▸ **Task to complete**: Pick every line out of the entries below that holds the string "refrigerator", and report them.

* * * * * * * * *

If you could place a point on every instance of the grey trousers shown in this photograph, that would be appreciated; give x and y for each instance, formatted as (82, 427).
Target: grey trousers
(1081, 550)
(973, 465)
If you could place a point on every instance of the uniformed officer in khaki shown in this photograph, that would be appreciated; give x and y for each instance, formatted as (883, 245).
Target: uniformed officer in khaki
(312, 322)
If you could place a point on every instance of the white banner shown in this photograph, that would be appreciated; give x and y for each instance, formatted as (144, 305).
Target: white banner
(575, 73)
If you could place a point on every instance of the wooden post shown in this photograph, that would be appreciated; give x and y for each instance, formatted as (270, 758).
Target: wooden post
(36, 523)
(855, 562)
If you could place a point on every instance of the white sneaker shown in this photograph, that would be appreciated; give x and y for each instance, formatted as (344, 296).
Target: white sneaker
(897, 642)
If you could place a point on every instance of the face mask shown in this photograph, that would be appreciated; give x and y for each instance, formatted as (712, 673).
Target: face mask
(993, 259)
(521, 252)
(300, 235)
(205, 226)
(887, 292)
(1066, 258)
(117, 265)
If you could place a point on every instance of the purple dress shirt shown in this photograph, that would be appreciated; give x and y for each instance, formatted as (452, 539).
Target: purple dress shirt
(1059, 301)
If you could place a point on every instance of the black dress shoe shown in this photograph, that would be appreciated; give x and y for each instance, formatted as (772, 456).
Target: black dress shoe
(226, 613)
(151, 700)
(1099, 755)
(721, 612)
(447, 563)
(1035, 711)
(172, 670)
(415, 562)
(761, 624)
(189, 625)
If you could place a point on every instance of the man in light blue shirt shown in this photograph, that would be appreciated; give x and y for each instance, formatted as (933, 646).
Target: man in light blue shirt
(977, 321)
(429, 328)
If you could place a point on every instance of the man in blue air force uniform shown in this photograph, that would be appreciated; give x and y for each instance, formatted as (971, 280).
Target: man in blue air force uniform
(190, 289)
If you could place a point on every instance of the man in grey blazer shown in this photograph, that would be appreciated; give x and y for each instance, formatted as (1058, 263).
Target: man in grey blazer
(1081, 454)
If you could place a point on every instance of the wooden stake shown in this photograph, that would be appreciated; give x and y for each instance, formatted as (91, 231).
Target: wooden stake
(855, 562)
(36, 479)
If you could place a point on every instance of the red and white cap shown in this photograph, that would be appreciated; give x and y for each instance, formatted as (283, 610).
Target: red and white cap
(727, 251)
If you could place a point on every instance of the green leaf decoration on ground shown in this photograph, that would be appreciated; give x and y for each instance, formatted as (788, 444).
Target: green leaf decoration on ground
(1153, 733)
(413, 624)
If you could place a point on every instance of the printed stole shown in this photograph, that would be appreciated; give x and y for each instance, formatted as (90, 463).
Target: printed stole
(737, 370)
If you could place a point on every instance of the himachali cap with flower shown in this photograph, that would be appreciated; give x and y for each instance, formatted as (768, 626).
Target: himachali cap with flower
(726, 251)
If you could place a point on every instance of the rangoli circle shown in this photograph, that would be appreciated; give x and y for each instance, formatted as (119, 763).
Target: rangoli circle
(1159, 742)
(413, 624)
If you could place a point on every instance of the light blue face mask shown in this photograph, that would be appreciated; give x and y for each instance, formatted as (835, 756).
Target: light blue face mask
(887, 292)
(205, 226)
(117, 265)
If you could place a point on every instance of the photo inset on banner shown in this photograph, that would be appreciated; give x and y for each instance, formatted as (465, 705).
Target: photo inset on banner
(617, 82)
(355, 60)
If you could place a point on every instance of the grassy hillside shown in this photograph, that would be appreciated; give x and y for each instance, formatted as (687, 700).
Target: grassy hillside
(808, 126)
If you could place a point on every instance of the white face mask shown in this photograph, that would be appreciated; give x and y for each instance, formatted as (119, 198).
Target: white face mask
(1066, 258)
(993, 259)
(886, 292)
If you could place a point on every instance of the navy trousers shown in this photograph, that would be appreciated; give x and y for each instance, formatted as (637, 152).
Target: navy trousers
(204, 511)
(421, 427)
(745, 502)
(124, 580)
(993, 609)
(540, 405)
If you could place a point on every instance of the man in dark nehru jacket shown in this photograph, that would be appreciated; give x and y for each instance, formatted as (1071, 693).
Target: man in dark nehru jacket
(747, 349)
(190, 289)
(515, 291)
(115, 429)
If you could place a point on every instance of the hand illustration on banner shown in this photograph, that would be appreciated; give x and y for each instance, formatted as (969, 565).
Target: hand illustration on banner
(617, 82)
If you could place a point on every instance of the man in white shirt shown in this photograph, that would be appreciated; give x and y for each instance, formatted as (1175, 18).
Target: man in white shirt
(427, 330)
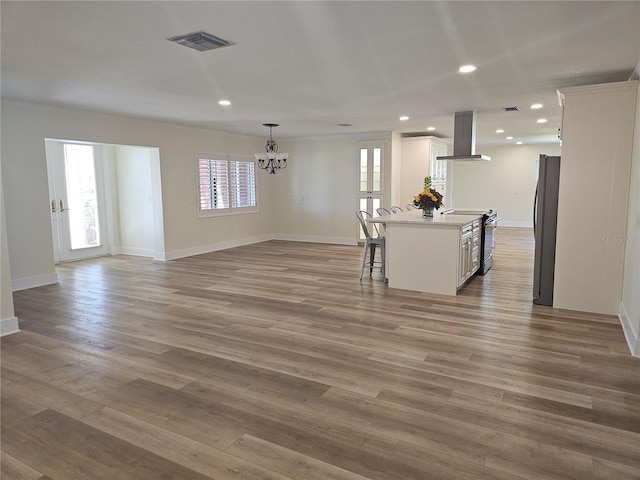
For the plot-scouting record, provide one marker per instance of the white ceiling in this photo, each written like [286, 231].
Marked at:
[310, 66]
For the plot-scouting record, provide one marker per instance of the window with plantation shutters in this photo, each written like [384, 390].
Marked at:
[226, 185]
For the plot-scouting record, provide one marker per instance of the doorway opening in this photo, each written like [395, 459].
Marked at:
[105, 199]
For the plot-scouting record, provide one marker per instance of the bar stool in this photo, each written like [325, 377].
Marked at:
[370, 244]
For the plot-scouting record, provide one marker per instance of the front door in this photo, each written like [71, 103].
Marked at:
[76, 190]
[370, 191]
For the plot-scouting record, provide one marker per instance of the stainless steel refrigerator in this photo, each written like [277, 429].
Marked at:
[545, 220]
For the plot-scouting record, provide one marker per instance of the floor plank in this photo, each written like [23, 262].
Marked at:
[273, 361]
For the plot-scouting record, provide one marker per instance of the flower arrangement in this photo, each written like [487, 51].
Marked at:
[429, 198]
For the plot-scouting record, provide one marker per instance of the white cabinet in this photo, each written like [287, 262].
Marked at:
[469, 258]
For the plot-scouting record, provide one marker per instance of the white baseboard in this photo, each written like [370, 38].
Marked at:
[515, 224]
[630, 333]
[214, 247]
[35, 281]
[9, 326]
[315, 239]
[136, 252]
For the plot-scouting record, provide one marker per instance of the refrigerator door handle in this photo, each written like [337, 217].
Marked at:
[535, 208]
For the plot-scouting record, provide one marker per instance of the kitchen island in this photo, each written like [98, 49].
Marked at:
[436, 254]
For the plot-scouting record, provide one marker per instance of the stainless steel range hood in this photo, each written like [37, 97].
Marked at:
[464, 139]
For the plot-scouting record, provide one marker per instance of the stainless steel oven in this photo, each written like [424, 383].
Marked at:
[488, 233]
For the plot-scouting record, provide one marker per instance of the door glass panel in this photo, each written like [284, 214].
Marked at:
[363, 170]
[82, 196]
[377, 169]
[377, 203]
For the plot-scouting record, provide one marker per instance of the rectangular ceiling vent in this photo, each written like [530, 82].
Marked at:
[201, 41]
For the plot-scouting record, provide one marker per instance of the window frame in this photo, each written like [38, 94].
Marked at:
[230, 209]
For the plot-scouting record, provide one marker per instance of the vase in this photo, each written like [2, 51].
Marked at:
[427, 212]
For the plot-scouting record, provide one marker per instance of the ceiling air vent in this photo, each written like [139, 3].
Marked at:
[201, 41]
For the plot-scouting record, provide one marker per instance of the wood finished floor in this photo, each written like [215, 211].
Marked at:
[273, 361]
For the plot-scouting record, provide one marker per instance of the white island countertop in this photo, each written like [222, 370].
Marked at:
[429, 254]
[415, 217]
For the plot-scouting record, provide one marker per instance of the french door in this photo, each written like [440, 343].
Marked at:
[370, 190]
[76, 192]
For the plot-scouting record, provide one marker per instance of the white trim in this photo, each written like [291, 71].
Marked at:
[35, 281]
[213, 247]
[630, 334]
[9, 326]
[315, 239]
[514, 224]
[137, 252]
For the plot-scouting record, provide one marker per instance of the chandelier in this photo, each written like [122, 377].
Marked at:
[272, 161]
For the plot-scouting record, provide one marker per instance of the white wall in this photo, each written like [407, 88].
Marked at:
[630, 305]
[597, 148]
[506, 183]
[316, 196]
[23, 130]
[8, 320]
[134, 200]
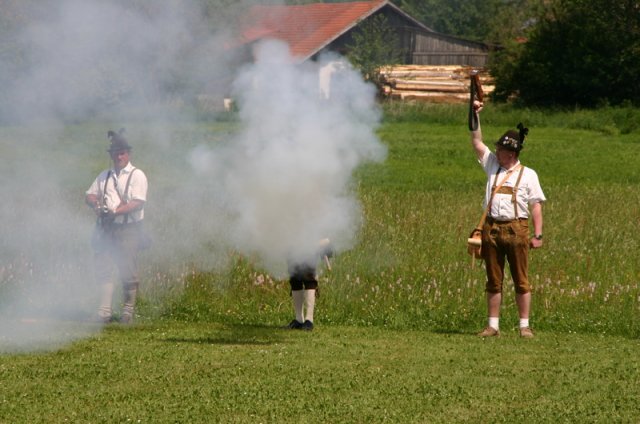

* * * * * * * * *

▸ **Task response**:
For the plot-scouting record, provide one marker per instance of the stainless steel refrigerator in this photo, each written like [277, 429].
For the plot-scouting record, provide one marker per instance of the refrigerator door handle in this photo, each written like [337, 217].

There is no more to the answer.